*** EXCERPTED PASSAGE ***
‘Dear Governor Hickenlooper’ Film Exposes Detriments of Fracking and Promise of Renewable Energy
From Frack Free Colorado & Protect Our Colorado, EcoWatch.com, May 21, 2014
Dear Governor Hickenlooper, a collection of documentary films directed by a variety of Colorado filmmakers provides a new perspectives on fracking and clean energy through the eyes of scientists, entrepreneurs, artists and families. The film, addressed to Colorado’s governor, premiers at Mountainfilm in Telluride on Memorial Day weekend.
Mountainfilm in Telluride, has screened a number of important and memorable environmental documentaries such as Gasland I and Gasland Part II, Bag It, The Cove and Who Killed The Electric Car. Dear Governor Hickenlooper introduces audiences to an ex-gas worker turned whistle blower, Aaron Milton; Cornell’s Professor of Engineering, Anthony Ingraffea, who sheds new light on gas well failures; Dr. Theo Colburn on how fracking affects our children’s health; a family whose dreams are broken when the gas company moves in next door. Shane Davis, AKA “The Fractivist,” is Dear Governor Hickenlooper’s protagonist, taking the audience from one story to the next while elucidating well site visits and statistics from the Colorado Oil and Gas Commission’s own accident data.
*** End of EXCERPTED PASSAGE ***
◆ **COMPLETE THE FOLLOWING**
#1 Using the Dear Governor Hickenlooper article, answer these:
(a) Where and when does the film premiere?
(b) Who is the film's protagonist?
(c) What title does the article give Anthony Ingraffea?
#2 Quote the Dear Governor Hickenlooper article word for word, from "Mountainfilm in Telluride, has" up to and including "own accident data.".
#3 Write what comes next in the Dear Governor Hickenlooper article, picking up after its final sentence.
The items that come after the Dear Governor Hickenlooper article are separate material and unrelated to it.
*** DATA EXTRACTS ***
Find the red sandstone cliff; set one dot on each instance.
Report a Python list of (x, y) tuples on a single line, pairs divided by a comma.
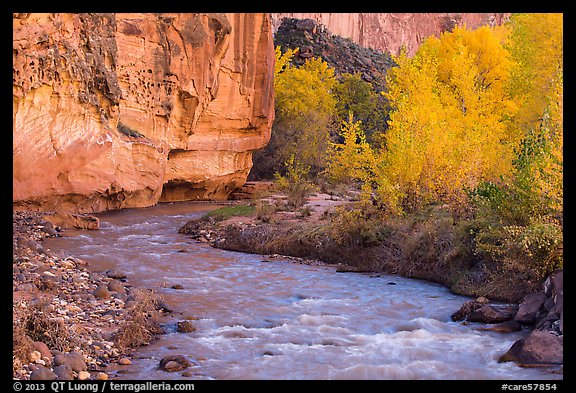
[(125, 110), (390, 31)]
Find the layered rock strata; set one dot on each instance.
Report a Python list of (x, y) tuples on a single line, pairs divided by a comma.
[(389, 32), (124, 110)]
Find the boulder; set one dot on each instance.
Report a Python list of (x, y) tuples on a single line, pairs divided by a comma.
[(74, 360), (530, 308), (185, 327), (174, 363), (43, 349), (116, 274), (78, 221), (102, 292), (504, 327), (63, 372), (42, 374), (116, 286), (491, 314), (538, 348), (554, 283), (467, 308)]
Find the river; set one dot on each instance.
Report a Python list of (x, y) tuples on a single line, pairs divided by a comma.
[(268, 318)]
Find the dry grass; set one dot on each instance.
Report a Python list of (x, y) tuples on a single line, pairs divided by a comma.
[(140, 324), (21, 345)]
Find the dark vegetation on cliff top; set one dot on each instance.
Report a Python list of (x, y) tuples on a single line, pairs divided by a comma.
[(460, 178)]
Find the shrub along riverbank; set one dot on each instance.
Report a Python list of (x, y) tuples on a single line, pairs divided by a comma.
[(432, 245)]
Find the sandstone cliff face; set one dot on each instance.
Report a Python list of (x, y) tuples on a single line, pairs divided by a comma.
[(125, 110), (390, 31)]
*** End of DATA EXTRACTS ***
*** DATA EXTRACTS ***
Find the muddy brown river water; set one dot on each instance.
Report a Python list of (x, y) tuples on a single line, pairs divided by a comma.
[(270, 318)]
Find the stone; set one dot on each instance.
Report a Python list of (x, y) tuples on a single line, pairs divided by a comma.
*** End of DATA EXTRACTS ***
◆ **RESPONSES TO THE TASKS**
#1
(a) At Mountainfilm in Telluride on Memorial Day weekend.
(b) Shane Davis, known as "The Fractivist."
(c) Cornell's Professor of Engineering.

#2
Mountainfilm in Telluride, has screened a number of important and memorable environmental documentaries such as Gasland I and Gasland Part II, Bag It, The Cove and Who Killed The Electric Car. Dear Governor Hickenlooper introduces audiences to an ex-gas worker turned whistle blower, Aaron Milton; Cornell’s Professor of Engineering, Anthony Ingraffea, who sheds new light on gas well failures; Dr. Theo Colburn on how fracking affects our children’s health; a family whose dreams are broken when the gas company moves in next door. Shane Davis, AKA “The Fractivist,” is Dear Governor Hickenlooper’s protagonist, taking the audience from one story to the next while elucidating well site visits and statistics from the Colorado Oil and Gas Commission’s own accident data.

#3
“With 52,000 active wells in Colorado and 3,000-4,000 more coming on line every year, the stories of how fracking is impacting real people’s lives across the state are unfolding daily,” Stash Wislocki, the director of Dear Governor Hickenlooper. “We wanted to unleash the creativity of citizens and filmmakers from Denver to Durango and beyond to bring these stories and new science to light.”
Dear Governor Hickenlooper was inspired by Jon Bowermaster’s film, Dear Governor Cuomo, a film about a concert event staged at the New York capital by dozens of celebrities and musicians to keep New York’s moratorium on fracking in place. So far, their efforts have been successful.
Dear Governor Cuomo was screened at Mountainfilm and festival director David Holbrooke was inspired to jumpstart a film in Colorado. “I believe in the power of film and strong storytelling to create change and hope this documentary will have that effect here in Colorado as well as other states,” said Holbrooke.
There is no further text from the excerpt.